▸ EXERCISE DESCRIPTION:
Write out everything in the records exactly, apart from the pictures.

──────── EXCERPTED DATA ────────

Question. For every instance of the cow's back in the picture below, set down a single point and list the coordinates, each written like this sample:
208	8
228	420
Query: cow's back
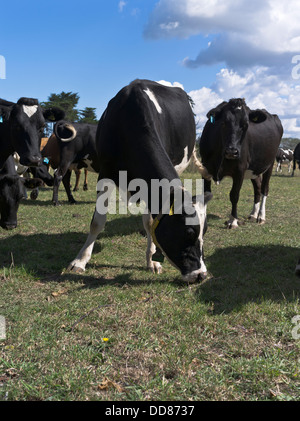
145	123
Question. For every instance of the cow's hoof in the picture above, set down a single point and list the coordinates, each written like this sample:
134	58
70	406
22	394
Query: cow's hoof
231	225
75	269
261	221
155	267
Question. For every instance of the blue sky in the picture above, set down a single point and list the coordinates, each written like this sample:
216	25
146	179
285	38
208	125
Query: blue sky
215	50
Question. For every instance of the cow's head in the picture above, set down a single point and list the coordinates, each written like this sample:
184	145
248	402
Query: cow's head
25	122
179	235
12	191
64	131
234	118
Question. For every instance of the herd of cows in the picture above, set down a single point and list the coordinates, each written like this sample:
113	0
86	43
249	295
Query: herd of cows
147	130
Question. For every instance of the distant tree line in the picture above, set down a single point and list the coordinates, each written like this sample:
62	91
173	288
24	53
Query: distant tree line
68	101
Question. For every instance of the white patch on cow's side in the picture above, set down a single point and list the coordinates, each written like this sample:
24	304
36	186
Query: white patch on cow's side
30	110
153	99
184	163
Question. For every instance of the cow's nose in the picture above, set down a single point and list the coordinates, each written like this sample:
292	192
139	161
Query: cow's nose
31	161
232	153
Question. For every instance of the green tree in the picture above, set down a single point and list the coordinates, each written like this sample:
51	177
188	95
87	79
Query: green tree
67	101
88	115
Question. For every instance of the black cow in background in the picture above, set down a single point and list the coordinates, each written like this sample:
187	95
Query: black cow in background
71	147
284	155
21	127
296	159
12	191
241	143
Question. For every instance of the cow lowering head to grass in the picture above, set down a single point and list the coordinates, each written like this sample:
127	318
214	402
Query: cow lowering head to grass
21	127
148	132
241	143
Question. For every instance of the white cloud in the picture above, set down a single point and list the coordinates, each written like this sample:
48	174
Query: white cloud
254	41
259	89
242	33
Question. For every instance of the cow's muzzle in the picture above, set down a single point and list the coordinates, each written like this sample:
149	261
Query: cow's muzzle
195	276
31	161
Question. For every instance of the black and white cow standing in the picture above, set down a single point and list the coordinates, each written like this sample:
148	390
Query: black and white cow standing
12	191
241	143
148	131
21	127
296	159
72	146
282	156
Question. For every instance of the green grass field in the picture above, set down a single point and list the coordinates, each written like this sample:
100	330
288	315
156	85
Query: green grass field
119	332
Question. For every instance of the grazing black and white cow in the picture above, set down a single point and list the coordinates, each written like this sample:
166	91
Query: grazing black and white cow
72	146
148	132
241	143
296	159
282	156
21	127
12	190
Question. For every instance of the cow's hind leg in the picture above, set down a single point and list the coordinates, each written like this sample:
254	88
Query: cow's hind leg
155	267
97	225
261	219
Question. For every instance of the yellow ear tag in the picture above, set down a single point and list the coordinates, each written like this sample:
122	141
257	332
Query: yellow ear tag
171	213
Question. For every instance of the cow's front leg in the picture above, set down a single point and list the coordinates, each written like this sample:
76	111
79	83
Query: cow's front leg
256	182
234	198
155	267
66	182
56	183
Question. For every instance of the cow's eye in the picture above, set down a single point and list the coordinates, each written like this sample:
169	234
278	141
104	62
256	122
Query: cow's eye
191	235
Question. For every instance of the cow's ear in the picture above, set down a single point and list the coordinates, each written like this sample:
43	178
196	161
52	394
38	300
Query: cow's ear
257	116
216	112
54	114
32	183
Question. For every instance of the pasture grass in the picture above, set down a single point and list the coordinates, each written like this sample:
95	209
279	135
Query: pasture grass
119	332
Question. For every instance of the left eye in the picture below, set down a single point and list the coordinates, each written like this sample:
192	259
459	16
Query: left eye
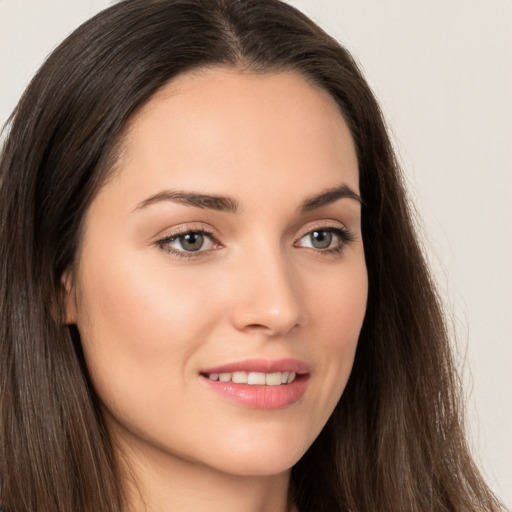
192	241
323	239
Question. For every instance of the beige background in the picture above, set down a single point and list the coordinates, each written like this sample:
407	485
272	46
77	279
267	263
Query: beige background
443	72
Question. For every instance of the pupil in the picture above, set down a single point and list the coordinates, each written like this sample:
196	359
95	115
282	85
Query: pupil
192	241
321	239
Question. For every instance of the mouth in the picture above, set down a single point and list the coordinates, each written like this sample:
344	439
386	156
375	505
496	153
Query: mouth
254	378
258	383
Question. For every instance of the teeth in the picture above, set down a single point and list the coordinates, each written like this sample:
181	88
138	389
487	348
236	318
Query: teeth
255	378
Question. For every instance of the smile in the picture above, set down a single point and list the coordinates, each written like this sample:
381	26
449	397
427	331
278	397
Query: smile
254	378
259	383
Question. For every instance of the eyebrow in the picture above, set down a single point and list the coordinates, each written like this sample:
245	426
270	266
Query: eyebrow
330	196
205	201
231	205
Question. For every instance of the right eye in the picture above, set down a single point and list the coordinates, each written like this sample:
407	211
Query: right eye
186	242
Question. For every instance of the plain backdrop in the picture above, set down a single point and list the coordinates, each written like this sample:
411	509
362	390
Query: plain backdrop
442	70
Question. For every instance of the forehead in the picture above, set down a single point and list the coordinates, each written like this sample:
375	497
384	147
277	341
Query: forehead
224	131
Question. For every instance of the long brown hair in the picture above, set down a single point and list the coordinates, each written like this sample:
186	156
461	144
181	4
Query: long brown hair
395	441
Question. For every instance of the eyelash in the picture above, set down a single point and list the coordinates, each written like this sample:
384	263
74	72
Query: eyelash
344	235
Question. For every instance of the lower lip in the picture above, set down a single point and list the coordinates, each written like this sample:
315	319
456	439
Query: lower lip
260	397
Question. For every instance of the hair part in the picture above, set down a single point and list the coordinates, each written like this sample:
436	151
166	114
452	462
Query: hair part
394	442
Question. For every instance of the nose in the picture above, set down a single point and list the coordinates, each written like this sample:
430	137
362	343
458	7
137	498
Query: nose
267	295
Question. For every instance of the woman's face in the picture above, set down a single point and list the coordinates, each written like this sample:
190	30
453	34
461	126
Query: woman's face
222	258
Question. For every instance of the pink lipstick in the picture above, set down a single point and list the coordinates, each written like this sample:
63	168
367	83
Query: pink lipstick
259	383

────────

▸ TASK SOLUTION:
Question. For every instance of the cow's back in the picture below, set down a single point and list the coordinates, each written like this sample:
208	8
228	420
Query: cow's back
145	123
Question. For every instance of the cow's hoof in the picture above, set down a single point and list the coordinates, each written like this sample:
134	58
70	406
22	394
Query: cow's hoof
231	225
75	269
261	221
155	267
Question. For every instance of the blue sky in the picture above, set down a single point and list the coordinates, each written like this sample:
216	25
146	179
285	38
208	125
Query: blue sky
215	50
Question. For every instance of the cow's head in the picture above, set down a single point and list the coordinates, each written like this sample:
184	145
248	402
Query: cow's head
25	122
179	235
12	191
64	131
234	118
Question. For every instance of the herd of cows in the picture above, set down a single point and list the coordinates, each written like this sample:
113	0
86	43
249	295
Query: herd of cows
147	130
Question. For every instance of the distant tree line in the picture above, set down a single point and list the coordinates, each written like this sample:
62	91
173	288
24	53
Query: distant tree line
68	101
Question. For every instance of the white patch on cow's side in the picture above, set down a single point and list the coordinates, each written like this sample:
24	304
36	186
Query: white patch on cow's side
30	110
153	99
184	163
Question. For every instance of the cow's nose in the picture above, set down a single point and list the coordinates, each written like this sample:
292	192
139	161
Query: cow's nose
31	161
232	153
Question. For every instance of the green tree in the picture above, set down a single point and list the coordinates, each written like this sample:
51	177
188	95
87	79
Query: green tree
67	101
88	115
Question. For every instance of the black cow in background in the picture above, set down a single point and list the coordinates, each written like this sample:
187	95
Query: black cow in background
71	147
284	155
21	127
296	159
12	191
241	143
Question. For every instance of the cow lowering head to grass in the picture above, set down a single point and list the coordinates, each written like this sample:
127	318
214	402
Query: cow lowering head to grass
21	127
148	132
241	143
Question. For every instance of the white cloud in the picture above, set down a single point and list the coordinates, each written like this sample:
48	174
Query: white cloud
254	41
259	89
242	33
Question. For every instance of the cow's muzzle in the picture above, set down a single point and list the coordinates, each written like this sample:
149	261
Query: cow's muzzle
195	276
31	161
Question. For every instance of the black and white cow standing in the picture above, set down a single point and list the coordinates, each written like this sample:
148	390
Query: black and white cow standing
12	191
241	143
148	131
21	127
296	159
72	146
282	156
Question. For every instance of the green grass field in the picture above, set down a single point and list the coordinates, each written like this sample:
100	330
288	315
156	85
Query: green grass field
119	332
Question. For every instance of the grazing black and white cow in the picture above, set down a single point and list the coordinates, each written like this sample:
166	91
Query: grazing black and white cow
72	146
148	132
241	143
296	159
282	156
21	127
12	190
Question. For every instance of the cow's hind leg in the picture above, set down a single point and list the coordinates, each written like this sample:
254	88
Query: cow's hind leg
155	267
97	225
261	219
Question. For every instance of the yellow ear tag in the picture above, set down a single point and list the coordinates, each written like this sample:
122	141
257	332
Query: yellow ear tag
171	213
Question. For every instance of the cow's front leg in the picture above, set down a single point and list the coordinates, each written like this sample:
76	111
79	83
Query: cow's front leg
256	182
234	198
155	267
66	182
56	183
Question. For every instance of the cow's eye in the picture above, set down a single point and list the coordinates, each written like this sample:
169	234
278	141
104	62
256	122
Query: cow's eye
191	235
Question. For every instance of the cow's ear in the picture above, set down a single point and list the coordinates, each written like this sample:
43	178
196	161
52	394
38	300
Query: cow's ear
257	116
216	112
54	114
32	183
Question. For every instance of the pasture grass in the picture above, set down a single point and list the coordinates, each written like this sample:
95	209
279	135
Query: pasture grass
119	332
Question. For every instance of the left eye in the picture below, set down a single point and list the coordinates, each written like this sample:
192	259
459	16
Query: left eye
192	241
323	239
Question. For every instance of the beige background in the picture above, set down a single point and list the coordinates, each written like this sample:
407	485
272	46
77	279
267	263
Query: beige background
443	72
Question. For every instance of the pupil in the picture above, set down a single point and list the coordinates, each written like this sample:
196	359
95	115
282	85
Query: pupil
192	241
321	239
Question. For every instance of the mouth in the picture above, set down a single point and list the coordinates, each written like this sample:
344	439
386	156
375	505
496	153
Query: mouth
254	378
258	383
Question. For every instance of the teeth in the picture above, set down a single point and list the coordinates, each written like this sample:
181	88
138	389
487	348
236	318
Query: teeth
255	378
Question. For every instance of the smile in the picture above, set down a single point and list the coordinates, each written like this sample:
381	26
449	397
427	331
278	397
Query: smile
254	378
259	383
Question. For every instance of the eyebrow in the picture above, set down a single point and list the coordinates, each written like this sample:
245	426
270	266
Query: eyebrow
330	196
205	201
231	205
Question. For every instance of the right eye in the picture above, set down a single point and list the coordinates, each written like this sample:
407	211
Query: right eye
186	242
Question. For every instance of the plain backdrop in the picture above, set down a single point and list the coordinates, each written like this sample:
411	509
362	390
Query: plain backdrop
442	70
Question. For every instance of the forehead in the picture above, set down a single point and list the coordinates, each written like this sample:
375	497
384	147
277	341
Query: forehead
224	131
Question. For every instance of the long brown hair in the picture above, set down a single point and list the coordinates, each written like this sample:
186	156
461	144
181	4
Query: long brown hair
395	441
Question. For every instance of the eyelash in the picture above, set down a single point and list the coordinates, each written like this sample:
384	263
74	72
Query: eyelash
344	235
Question. For every instance of the lower lip in the picture above, set down a single point and list the coordinates, each written like this sample:
315	319
456	439
Query: lower lip
260	397
Question. For every instance of the hair part in the picture above, set down a single point and list the coordinates, each written like this sample:
436	151
166	114
452	462
Query: hair part
394	442
Question. For every instance of the nose in the picture above, set down a single point and list the coordinates, each written like this sample:
430	137
362	343
458	7
137	498
Query: nose
267	295
Question. For every instance of the woman's face in the picture above, set down a single point and list the coordinates, each written like this sample:
190	30
453	34
461	126
Query: woman's face
222	258
Question. For every instance of the pink lipstick in the picture above, set down a single point and list the coordinates, each written like this sample:
63	168
367	83
Query: pink lipstick
259	383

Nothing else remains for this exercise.